— What needs to be done —
Transcribe, without any alteration, only the lines that begin at the line containing "positive clicks: (396, 51)" and run to the last line below.

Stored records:
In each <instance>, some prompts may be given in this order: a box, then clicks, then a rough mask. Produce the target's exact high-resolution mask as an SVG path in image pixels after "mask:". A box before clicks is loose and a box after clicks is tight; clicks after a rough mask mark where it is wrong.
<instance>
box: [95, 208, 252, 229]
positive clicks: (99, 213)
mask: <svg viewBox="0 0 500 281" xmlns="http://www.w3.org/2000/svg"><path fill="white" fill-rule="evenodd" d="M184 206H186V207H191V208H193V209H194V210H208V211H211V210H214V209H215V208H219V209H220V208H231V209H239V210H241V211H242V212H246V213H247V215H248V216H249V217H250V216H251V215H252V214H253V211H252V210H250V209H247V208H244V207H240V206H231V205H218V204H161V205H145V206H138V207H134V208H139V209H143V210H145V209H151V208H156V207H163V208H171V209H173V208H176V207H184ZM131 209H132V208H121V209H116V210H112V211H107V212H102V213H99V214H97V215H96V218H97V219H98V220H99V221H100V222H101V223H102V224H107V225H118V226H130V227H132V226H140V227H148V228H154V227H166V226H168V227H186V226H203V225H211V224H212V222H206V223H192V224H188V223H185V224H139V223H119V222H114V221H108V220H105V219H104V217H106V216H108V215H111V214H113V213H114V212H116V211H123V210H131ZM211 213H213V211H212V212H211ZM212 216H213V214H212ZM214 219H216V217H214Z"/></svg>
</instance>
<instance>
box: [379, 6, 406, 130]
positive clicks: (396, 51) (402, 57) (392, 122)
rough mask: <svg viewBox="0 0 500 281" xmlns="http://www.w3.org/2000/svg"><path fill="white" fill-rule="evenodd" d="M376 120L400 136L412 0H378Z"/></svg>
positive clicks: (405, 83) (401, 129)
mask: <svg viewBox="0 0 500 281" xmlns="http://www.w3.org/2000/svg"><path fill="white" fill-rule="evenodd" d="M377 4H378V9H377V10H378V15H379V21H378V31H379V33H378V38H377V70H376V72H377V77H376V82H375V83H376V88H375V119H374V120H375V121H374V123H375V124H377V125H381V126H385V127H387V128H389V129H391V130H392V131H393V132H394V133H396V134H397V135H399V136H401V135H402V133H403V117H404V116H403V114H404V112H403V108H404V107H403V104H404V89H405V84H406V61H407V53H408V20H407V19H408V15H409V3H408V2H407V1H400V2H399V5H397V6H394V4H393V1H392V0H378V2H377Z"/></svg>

— Reply to the exercise —
positive clicks: (396, 51) (402, 57) (392, 122)
rough mask: <svg viewBox="0 0 500 281" xmlns="http://www.w3.org/2000/svg"><path fill="white" fill-rule="evenodd" d="M376 120L400 136L412 0H378Z"/></svg>
positive clicks: (405, 83) (401, 129)
mask: <svg viewBox="0 0 500 281" xmlns="http://www.w3.org/2000/svg"><path fill="white" fill-rule="evenodd" d="M377 4H378V9H377V10H378V15H379V21H378V31H379V33H378V38H377V70H376V72H377V77H376V82H375V83H376V88H375V119H374V120H375V121H374V123H375V124H377V125H381V126H385V127H387V128H389V129H391V130H392V131H393V132H394V133H396V134H397V135H399V136H401V135H402V133H403V117H404V116H403V114H404V112H403V108H404V107H403V104H404V89H405V84H406V61H407V53H408V20H407V19H408V15H409V3H408V2H407V1H400V2H399V5H397V6H394V4H393V1H392V0H378V2H377Z"/></svg>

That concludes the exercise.